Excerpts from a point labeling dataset
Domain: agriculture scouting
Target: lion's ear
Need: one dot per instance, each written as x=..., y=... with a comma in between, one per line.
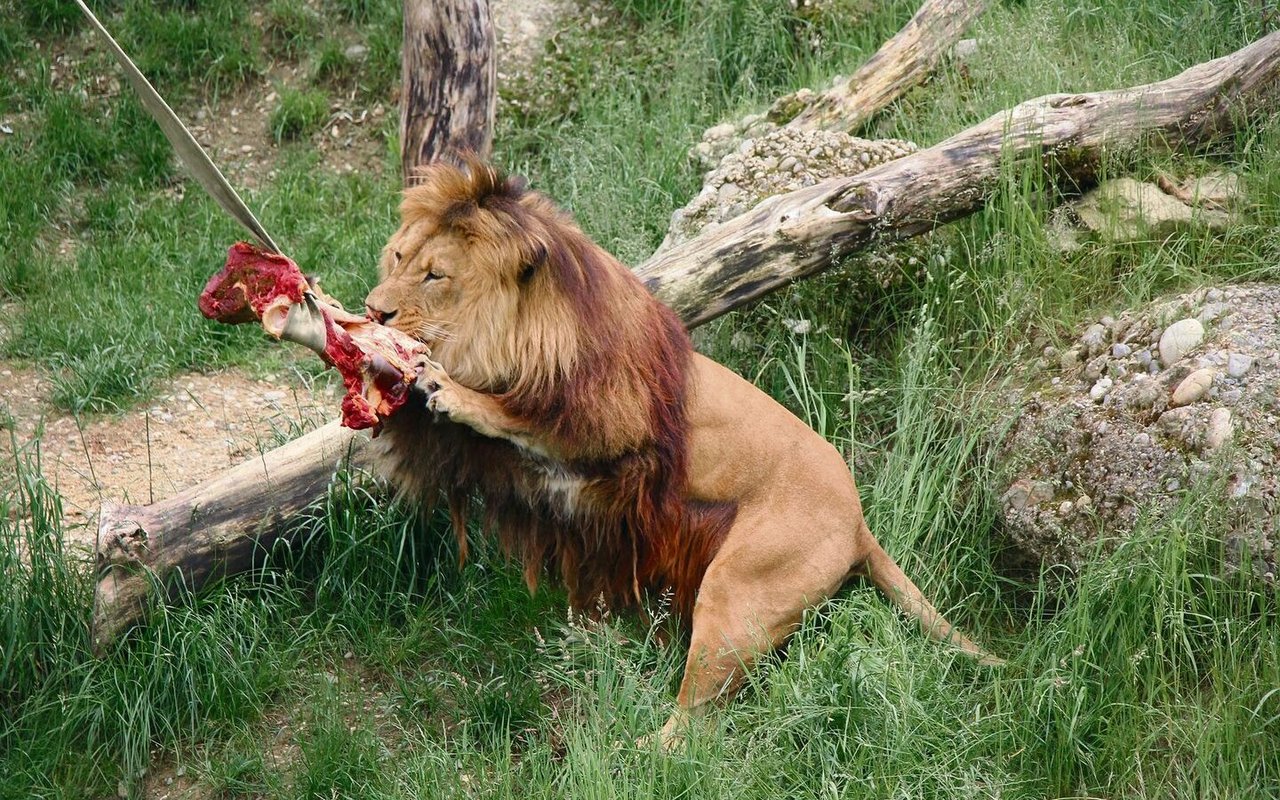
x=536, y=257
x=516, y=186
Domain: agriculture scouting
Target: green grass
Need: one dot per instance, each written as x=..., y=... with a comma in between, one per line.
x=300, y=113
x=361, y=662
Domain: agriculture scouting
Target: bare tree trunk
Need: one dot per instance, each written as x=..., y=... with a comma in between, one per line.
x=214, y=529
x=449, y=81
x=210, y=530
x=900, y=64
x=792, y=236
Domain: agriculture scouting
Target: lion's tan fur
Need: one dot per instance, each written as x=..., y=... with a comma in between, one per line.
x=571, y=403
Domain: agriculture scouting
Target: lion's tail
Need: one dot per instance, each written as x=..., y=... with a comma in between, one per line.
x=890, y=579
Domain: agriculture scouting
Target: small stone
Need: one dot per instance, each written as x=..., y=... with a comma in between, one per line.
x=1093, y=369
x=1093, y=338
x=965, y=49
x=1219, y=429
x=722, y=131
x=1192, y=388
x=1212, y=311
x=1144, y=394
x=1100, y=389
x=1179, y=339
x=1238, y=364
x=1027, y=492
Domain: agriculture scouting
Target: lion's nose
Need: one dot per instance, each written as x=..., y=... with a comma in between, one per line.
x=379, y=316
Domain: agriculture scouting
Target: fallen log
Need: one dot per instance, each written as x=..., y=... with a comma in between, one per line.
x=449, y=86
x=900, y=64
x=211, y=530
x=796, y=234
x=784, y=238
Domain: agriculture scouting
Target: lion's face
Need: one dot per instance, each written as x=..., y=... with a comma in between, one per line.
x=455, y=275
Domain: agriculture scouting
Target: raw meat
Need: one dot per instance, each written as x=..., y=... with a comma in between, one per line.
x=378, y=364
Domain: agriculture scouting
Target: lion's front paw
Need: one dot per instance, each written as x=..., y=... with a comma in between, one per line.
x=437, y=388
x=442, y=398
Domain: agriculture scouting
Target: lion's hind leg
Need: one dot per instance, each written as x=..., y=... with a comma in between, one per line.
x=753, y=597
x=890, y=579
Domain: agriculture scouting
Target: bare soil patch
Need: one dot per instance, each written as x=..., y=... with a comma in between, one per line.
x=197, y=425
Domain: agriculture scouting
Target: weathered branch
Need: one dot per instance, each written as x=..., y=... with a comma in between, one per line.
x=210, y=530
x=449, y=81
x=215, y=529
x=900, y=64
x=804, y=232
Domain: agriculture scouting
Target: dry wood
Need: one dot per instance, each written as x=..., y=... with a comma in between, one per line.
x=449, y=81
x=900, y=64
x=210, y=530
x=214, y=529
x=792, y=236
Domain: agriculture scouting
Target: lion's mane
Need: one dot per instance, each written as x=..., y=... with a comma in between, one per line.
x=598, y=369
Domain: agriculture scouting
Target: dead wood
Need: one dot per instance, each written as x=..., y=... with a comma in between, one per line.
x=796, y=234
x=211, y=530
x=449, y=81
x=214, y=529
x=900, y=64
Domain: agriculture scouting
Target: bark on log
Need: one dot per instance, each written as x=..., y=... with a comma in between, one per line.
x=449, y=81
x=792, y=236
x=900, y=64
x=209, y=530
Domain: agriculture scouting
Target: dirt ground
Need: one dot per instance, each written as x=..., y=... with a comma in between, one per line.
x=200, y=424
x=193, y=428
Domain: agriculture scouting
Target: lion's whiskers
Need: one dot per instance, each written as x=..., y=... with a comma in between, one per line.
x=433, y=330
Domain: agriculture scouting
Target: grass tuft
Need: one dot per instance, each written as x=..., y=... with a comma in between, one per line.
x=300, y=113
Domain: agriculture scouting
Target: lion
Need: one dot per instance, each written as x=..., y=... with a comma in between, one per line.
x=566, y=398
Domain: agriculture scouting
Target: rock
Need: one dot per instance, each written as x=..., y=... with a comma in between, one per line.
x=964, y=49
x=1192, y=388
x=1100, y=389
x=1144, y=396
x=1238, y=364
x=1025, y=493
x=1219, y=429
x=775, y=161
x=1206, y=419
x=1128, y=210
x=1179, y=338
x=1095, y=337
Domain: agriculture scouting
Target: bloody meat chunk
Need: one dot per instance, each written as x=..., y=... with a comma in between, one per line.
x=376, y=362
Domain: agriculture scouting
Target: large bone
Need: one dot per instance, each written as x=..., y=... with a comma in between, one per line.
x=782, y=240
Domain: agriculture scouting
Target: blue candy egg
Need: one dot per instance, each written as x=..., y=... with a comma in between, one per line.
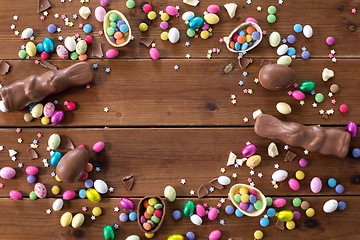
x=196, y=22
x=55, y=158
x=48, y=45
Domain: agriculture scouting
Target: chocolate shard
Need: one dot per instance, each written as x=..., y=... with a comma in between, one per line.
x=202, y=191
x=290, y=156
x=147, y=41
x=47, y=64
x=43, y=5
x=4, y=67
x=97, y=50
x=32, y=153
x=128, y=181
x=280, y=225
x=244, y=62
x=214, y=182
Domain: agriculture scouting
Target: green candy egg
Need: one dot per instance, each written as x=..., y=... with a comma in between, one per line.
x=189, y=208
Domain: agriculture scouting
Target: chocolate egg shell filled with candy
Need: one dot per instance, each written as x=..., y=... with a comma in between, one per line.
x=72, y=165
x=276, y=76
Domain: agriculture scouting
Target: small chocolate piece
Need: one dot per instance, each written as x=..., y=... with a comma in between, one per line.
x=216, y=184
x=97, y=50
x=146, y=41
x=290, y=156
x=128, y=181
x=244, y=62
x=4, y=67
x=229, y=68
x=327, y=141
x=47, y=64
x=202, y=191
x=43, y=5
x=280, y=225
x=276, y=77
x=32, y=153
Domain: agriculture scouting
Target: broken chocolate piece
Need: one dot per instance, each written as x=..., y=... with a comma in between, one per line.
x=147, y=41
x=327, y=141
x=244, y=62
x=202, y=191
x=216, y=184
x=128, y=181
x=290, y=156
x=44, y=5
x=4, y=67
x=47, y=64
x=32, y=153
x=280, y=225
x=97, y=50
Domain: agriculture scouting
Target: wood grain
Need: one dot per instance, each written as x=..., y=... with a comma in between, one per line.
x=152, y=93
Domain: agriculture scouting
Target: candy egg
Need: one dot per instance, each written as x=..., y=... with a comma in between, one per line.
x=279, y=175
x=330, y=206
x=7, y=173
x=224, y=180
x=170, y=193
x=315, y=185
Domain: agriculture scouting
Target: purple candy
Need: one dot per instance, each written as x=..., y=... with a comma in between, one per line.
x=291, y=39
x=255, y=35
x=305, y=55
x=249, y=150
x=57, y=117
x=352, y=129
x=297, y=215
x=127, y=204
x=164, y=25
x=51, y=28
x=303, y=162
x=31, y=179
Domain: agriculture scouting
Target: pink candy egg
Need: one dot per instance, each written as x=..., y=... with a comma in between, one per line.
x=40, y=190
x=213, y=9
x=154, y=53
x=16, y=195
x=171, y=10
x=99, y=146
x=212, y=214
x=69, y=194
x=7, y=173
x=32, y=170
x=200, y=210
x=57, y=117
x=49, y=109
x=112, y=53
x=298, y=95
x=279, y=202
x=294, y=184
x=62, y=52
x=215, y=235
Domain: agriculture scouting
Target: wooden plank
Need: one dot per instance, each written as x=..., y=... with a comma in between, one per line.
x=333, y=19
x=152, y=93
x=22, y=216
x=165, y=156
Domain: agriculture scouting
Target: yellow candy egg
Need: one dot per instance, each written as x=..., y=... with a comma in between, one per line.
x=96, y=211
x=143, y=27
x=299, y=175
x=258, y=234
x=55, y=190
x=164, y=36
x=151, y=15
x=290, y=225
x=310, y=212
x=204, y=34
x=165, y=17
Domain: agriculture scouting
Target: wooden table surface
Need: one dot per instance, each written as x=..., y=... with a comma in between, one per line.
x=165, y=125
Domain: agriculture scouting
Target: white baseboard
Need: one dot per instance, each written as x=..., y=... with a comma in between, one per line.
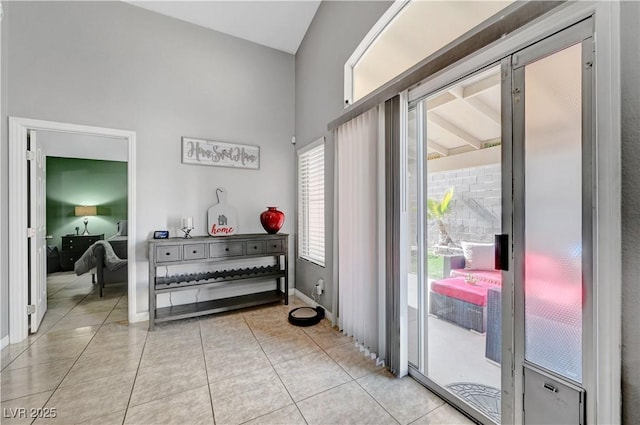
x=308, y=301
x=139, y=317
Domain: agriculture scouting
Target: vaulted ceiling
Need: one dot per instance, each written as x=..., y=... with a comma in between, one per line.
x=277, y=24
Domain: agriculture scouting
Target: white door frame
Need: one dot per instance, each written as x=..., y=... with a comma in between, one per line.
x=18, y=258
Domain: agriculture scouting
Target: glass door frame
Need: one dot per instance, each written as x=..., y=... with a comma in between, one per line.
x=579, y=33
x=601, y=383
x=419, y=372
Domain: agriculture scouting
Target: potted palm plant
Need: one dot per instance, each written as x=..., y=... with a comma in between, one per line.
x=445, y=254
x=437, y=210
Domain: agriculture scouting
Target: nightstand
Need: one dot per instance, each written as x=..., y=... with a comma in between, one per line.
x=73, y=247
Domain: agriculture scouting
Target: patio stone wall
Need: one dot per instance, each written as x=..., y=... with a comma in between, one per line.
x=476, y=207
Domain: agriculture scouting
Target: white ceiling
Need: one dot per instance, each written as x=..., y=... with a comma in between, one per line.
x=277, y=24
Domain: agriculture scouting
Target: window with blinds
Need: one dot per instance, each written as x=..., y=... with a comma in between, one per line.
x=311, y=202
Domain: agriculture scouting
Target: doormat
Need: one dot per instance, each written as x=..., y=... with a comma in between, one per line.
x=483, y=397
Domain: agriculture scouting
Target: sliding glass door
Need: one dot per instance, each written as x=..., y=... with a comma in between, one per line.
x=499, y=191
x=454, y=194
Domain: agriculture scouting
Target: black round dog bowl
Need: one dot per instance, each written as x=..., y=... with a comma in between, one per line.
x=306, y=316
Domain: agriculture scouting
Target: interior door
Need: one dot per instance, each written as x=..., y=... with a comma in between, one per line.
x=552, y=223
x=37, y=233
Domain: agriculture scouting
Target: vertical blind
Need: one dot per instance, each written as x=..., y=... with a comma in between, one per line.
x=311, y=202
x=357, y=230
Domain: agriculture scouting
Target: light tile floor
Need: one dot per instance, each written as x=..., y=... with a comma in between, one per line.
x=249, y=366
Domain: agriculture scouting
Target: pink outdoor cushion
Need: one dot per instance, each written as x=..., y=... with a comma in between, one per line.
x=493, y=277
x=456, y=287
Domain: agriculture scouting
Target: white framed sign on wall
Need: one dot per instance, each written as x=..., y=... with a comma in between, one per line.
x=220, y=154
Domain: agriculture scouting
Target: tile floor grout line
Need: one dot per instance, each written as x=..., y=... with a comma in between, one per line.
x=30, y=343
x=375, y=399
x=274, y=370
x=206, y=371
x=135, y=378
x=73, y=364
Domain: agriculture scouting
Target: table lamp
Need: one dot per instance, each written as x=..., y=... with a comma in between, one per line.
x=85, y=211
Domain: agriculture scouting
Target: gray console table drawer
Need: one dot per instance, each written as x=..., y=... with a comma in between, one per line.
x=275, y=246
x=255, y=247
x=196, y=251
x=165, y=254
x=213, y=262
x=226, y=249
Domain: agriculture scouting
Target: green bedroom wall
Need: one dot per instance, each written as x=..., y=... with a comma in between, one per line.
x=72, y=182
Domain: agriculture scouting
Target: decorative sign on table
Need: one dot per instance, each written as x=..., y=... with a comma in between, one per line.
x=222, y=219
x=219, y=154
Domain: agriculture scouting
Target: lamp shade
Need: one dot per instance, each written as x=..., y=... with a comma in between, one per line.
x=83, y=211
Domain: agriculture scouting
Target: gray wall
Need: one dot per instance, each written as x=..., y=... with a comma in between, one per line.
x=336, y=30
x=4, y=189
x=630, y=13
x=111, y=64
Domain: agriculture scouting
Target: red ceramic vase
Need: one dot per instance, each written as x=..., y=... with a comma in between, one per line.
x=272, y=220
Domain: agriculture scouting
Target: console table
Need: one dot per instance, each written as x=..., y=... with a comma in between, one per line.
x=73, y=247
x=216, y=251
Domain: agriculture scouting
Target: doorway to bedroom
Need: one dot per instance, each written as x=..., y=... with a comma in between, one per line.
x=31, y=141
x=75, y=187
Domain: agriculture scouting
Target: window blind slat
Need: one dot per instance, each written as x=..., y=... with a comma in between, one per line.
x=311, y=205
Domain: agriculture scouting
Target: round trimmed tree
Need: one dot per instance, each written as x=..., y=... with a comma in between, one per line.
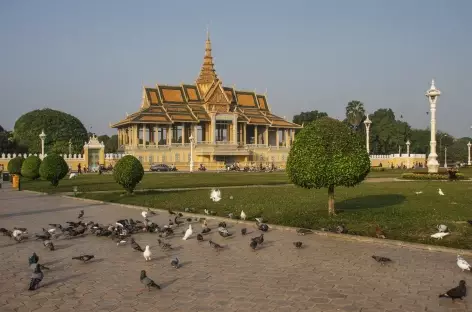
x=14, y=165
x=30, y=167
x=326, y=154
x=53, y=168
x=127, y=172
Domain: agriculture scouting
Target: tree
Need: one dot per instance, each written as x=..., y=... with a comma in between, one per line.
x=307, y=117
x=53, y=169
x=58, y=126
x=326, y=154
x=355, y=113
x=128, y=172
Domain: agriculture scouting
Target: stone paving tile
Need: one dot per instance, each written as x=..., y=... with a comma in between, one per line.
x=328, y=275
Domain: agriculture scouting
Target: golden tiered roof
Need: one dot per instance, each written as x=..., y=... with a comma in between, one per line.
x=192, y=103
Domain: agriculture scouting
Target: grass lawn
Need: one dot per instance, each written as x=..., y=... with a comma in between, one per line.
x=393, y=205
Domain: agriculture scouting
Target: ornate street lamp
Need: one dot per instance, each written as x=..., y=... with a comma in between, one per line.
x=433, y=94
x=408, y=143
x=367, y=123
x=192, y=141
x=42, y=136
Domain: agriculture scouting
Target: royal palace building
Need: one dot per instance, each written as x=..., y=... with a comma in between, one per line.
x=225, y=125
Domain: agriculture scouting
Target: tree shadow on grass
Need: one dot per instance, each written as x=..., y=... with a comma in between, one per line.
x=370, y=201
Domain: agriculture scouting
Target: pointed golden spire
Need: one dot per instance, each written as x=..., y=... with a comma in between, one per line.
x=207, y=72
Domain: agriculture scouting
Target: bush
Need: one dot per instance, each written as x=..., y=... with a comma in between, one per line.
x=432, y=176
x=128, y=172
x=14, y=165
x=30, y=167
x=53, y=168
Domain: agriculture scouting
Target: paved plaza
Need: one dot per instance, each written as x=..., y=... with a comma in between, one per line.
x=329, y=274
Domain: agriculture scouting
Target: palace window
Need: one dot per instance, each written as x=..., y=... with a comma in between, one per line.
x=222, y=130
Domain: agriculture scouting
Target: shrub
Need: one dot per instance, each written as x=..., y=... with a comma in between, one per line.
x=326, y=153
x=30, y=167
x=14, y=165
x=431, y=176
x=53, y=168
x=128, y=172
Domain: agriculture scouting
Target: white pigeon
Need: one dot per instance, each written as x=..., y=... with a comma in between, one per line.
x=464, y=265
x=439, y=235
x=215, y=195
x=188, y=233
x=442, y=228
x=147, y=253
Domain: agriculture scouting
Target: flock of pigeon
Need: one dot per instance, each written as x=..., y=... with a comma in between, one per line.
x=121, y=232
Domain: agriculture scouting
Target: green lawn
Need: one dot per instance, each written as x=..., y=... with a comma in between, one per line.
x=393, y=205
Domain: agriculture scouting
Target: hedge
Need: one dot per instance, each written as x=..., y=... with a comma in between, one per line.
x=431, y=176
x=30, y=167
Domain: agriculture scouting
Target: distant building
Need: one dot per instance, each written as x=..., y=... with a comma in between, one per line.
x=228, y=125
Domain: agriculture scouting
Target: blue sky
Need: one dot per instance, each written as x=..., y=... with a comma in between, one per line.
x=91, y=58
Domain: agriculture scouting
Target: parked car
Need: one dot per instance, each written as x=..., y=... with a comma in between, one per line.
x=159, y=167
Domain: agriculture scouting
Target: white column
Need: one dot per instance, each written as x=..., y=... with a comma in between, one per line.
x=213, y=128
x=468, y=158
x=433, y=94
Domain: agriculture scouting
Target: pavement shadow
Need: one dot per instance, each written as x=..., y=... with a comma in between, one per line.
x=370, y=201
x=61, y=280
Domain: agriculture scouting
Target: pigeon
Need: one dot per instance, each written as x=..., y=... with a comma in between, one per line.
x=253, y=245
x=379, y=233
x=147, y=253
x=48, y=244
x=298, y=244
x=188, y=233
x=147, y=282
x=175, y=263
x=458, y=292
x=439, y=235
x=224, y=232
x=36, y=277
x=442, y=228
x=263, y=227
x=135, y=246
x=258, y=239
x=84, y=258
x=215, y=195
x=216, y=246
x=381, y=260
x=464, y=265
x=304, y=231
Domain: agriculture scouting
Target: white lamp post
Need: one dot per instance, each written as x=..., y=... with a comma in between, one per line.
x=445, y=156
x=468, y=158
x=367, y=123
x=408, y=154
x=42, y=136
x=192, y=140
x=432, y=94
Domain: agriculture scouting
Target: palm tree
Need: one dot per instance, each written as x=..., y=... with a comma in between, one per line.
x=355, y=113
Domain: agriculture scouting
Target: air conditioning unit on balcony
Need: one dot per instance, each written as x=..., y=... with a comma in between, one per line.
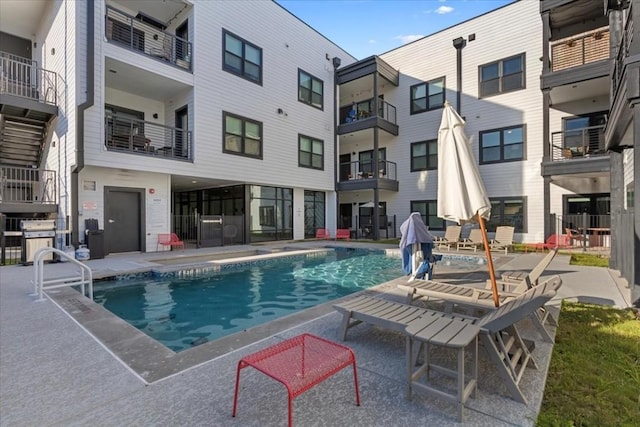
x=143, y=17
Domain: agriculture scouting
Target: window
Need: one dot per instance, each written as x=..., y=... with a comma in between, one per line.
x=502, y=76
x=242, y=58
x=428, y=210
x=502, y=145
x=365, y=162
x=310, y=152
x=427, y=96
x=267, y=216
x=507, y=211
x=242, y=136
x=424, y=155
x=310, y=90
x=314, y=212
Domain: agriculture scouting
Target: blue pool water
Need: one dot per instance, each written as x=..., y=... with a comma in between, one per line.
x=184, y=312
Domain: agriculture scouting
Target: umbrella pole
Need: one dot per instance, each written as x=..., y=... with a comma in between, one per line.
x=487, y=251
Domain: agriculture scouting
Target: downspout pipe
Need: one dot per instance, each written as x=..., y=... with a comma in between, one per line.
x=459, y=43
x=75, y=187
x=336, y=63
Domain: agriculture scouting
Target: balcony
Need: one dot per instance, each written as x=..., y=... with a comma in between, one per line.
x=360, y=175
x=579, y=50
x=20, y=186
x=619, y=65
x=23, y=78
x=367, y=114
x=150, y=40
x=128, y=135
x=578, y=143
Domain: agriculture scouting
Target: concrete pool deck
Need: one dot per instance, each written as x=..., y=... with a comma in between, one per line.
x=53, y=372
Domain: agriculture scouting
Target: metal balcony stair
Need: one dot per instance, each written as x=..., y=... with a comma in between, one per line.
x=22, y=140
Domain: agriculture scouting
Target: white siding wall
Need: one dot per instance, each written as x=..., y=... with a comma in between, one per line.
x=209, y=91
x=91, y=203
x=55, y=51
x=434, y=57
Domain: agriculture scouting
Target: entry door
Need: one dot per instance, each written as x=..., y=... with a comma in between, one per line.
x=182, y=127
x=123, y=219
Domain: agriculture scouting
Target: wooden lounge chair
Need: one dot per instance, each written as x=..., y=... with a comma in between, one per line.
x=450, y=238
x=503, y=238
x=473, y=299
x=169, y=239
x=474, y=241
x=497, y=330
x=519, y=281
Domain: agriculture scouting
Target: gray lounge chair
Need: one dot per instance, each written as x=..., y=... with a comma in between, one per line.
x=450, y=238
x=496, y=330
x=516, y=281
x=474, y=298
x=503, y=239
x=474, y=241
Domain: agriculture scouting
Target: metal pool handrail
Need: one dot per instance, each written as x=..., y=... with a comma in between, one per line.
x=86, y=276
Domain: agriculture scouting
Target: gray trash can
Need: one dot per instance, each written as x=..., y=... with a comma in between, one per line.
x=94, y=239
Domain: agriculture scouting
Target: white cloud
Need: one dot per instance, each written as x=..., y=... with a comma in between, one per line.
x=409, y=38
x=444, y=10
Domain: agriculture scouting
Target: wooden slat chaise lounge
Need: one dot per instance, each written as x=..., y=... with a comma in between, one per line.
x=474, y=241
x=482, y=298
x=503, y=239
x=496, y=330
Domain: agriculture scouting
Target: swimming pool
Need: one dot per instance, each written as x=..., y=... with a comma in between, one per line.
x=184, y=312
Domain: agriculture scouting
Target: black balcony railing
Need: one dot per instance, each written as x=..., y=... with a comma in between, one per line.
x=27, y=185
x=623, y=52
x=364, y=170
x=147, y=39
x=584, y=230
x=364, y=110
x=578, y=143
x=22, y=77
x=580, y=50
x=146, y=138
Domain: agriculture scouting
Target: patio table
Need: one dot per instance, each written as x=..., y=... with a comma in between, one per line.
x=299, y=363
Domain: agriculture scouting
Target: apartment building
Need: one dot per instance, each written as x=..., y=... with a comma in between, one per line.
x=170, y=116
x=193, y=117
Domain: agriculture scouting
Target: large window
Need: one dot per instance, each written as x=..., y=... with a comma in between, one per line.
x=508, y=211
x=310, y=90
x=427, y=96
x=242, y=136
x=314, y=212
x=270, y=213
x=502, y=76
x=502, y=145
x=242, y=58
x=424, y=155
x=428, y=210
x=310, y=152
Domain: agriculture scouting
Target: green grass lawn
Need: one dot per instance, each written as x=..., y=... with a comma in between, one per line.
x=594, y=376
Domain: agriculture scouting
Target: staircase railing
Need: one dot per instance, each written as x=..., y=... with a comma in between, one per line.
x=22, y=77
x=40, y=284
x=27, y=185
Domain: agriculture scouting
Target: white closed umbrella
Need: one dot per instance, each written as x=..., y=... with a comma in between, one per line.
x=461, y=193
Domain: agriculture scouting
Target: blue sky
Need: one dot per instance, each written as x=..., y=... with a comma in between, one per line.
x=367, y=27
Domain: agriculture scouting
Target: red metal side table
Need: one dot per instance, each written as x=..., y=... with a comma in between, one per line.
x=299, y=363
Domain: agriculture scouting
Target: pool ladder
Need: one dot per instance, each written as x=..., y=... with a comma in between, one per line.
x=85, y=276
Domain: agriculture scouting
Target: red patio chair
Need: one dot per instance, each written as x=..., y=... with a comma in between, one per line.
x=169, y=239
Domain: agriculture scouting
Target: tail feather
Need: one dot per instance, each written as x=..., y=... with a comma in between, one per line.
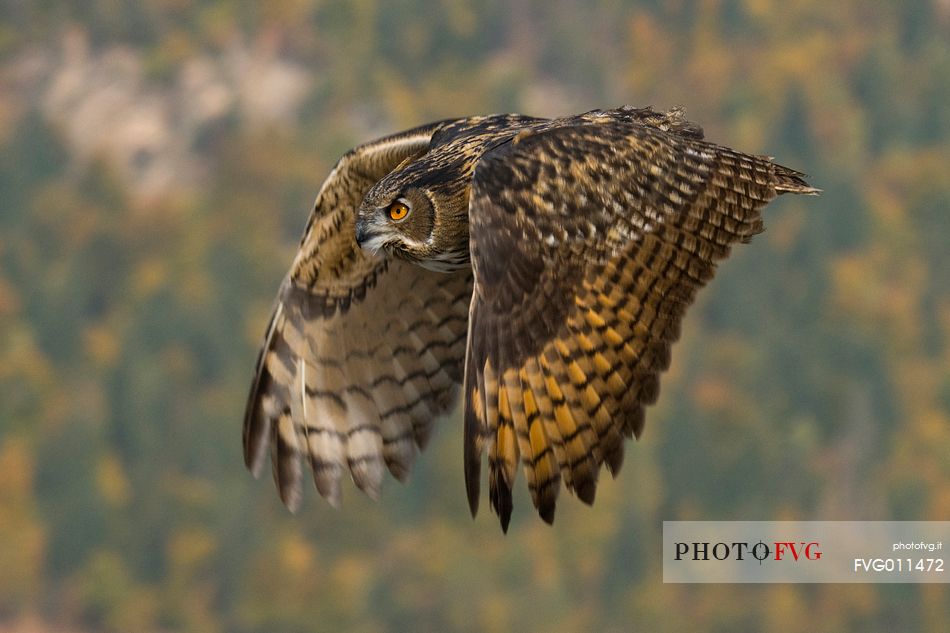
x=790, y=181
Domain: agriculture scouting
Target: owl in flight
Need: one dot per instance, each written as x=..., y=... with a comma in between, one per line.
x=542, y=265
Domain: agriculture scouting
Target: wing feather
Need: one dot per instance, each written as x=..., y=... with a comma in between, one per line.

EXERCISE INSTRUCTIONS
Quote everything in the records from the very beginning down to the line containing "x=1027, y=492", both ends included, and leave the pictures out of your answer.

EXERCISE RESULT
Domain: agriculture scouting
Target: lion's ear
Need: one dot per instance, each written as x=..., y=... with a comma in between, one per line.
x=536, y=257
x=516, y=186
Domain: agriculture scouting
Target: green grass
Need: one dot per instance, each written as x=..., y=... with a comma in between, one per line.
x=300, y=113
x=361, y=662
Domain: agriculture scouting
Target: bare tree trunk
Need: one dot per instance, each written as x=..., y=... with a comma in between, one per line.
x=214, y=529
x=449, y=81
x=210, y=530
x=900, y=64
x=792, y=236
Domain: agriculture scouting
Target: lion's tan fur
Need: one dot per instance, each written as x=..., y=... with a comma in between, one per line.
x=571, y=403
Domain: agriculture scouting
Target: lion's tail
Need: one dot per instance, each written as x=..., y=... with a comma in between, one per line.
x=890, y=579
Domain: agriculture scouting
Target: small stone
Need: one dot per instance, each written as x=..., y=... with a comma in between, one per line.
x=1093, y=369
x=1093, y=338
x=965, y=49
x=1219, y=429
x=722, y=131
x=1192, y=388
x=1212, y=311
x=1144, y=394
x=1100, y=389
x=1179, y=339
x=1238, y=364
x=1027, y=492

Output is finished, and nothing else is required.